CONSEGNA ▸ Puoi ricopiare senza modifiche la parte del brano sul disagio politico che si apre con le parole contenenti "Forse lo sfinimento" e si chiude con "sempre più globalizzata?"?

SEZIONE DI TESTO ▸
La prima impressione è che, nell’orizzonte del nostro Paese, si siano aggiunti nuovi disagi a vecchi disagi non risolti di una lontana stagione iniziata negli anni ’80 col passaggio della leadership dalla stagione democristiana a quella “laica” e, dall’altro lato, dello sfinimento della democrazia rappresentativa, come possiamo dedurre da alcune legislature osservando la crisi di tutti i partiti, la nascita di tanti “movimenti” alternativi ma anche effimeri, l’astensionismo degli elettori diventato maggioritario. Ma, guardando fuori del nostro Paese ci si accorge che non siamo soli. Si nota che dopo una stagione di “comunitarismo” per fortuna non ancora terminata nonostante la Brexit, che potrebbe portare l’Unione Europea ad essere formata da 35 Paesi, sta emergendo la ripresa della conflittualità fra quelle nazioni in nome del “sovranismo”, quasi avessero dimenticato quale immane sciagura sia la competizione in una realtà dimensionale che la rende comunque perdente o che da soli ciascuno è troppo piccolo per far fronte alle sfide globalizzate.

Forse lo sfinimento politico degli ultimi decenni – interno ed esterno al nostro Paese – non è la causa, ma solo uno dei sintomi di un disagio più ampio, culturale, potremmo dire, degli obiettivi che una moderna società deve proporsi? Oppure è derivante da un cambiamento dell’economia sempre più globalizzata?

DATI FORNITI ▸
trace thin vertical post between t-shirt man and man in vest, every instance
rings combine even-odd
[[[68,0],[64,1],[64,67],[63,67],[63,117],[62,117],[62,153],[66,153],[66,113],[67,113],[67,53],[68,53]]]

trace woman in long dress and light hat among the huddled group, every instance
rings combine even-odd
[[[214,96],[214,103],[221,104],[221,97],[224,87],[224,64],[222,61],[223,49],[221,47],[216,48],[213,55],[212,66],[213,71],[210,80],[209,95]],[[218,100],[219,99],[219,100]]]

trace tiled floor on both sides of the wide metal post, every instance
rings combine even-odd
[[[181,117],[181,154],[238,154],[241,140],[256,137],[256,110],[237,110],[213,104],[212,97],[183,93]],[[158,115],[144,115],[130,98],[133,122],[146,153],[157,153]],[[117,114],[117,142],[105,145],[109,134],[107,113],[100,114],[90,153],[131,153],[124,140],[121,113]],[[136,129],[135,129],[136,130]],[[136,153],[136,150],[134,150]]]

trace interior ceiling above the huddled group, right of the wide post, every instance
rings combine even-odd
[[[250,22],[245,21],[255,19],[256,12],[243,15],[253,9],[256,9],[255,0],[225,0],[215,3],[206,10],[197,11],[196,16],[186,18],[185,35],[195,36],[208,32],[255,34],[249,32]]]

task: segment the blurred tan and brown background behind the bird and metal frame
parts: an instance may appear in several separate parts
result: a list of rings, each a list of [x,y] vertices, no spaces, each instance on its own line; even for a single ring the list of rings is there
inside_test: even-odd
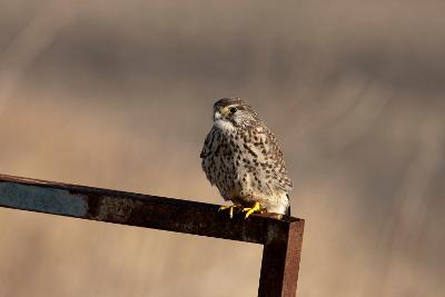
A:
[[[221,204],[215,100],[277,135],[299,296],[444,296],[443,1],[0,3],[0,172]],[[0,296],[256,296],[261,247],[0,209]]]

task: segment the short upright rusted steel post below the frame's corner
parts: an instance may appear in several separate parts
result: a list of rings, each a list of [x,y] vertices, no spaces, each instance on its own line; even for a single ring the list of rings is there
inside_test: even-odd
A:
[[[305,221],[288,225],[285,236],[273,237],[264,245],[259,297],[295,297]]]

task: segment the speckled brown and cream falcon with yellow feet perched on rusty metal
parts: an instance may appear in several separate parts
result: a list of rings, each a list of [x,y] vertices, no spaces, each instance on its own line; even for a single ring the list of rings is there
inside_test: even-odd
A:
[[[200,154],[202,169],[222,198],[234,208],[290,215],[287,175],[281,149],[257,112],[240,98],[222,98],[214,105],[214,126]]]

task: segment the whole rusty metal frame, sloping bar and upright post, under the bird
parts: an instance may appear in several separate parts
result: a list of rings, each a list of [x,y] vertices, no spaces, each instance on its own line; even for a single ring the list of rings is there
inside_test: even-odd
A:
[[[258,296],[296,296],[304,220],[216,205],[0,175],[0,207],[264,245]]]

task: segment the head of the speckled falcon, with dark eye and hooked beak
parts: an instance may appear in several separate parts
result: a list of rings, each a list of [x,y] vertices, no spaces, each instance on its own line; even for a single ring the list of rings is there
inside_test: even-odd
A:
[[[214,105],[214,125],[222,130],[250,127],[258,121],[257,112],[240,98],[222,98]]]

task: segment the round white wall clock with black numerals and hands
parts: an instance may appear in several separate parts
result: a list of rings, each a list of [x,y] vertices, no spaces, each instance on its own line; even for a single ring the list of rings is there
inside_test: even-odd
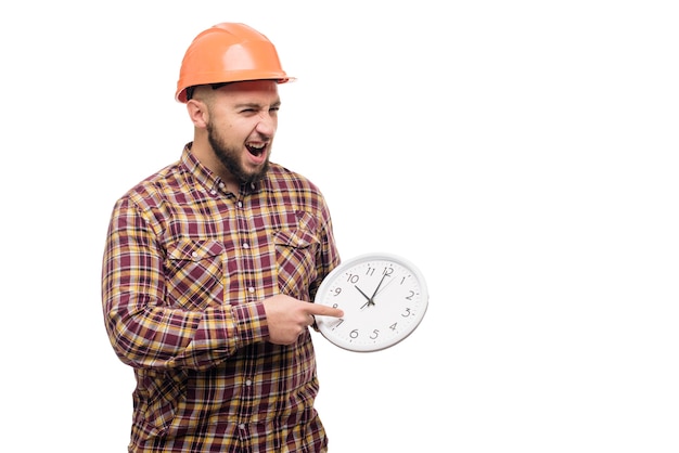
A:
[[[342,262],[321,283],[316,303],[336,307],[343,318],[316,316],[321,334],[350,351],[377,351],[410,335],[428,302],[420,270],[392,254],[367,254]]]

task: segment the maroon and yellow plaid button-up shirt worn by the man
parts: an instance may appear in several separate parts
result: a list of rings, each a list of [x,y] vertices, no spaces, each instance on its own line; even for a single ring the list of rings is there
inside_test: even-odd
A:
[[[190,148],[108,228],[104,321],[137,378],[129,451],[323,452],[311,335],[268,342],[261,300],[311,301],[340,262],[325,202],[277,164],[227,193]]]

ESITO DELLA CONSEGNA ▸
Forse lo sfinimento politico degli ultimi decenni – interno ed esterno al nostro Paese – non è la causa, ma solo uno dei sintomi di un disagio più ampio, culturale, potremmo dire, degli obiettivi che una moderna società deve proporsi? Oppure è derivante da un cambiamento dell’economia sempre più globalizzata?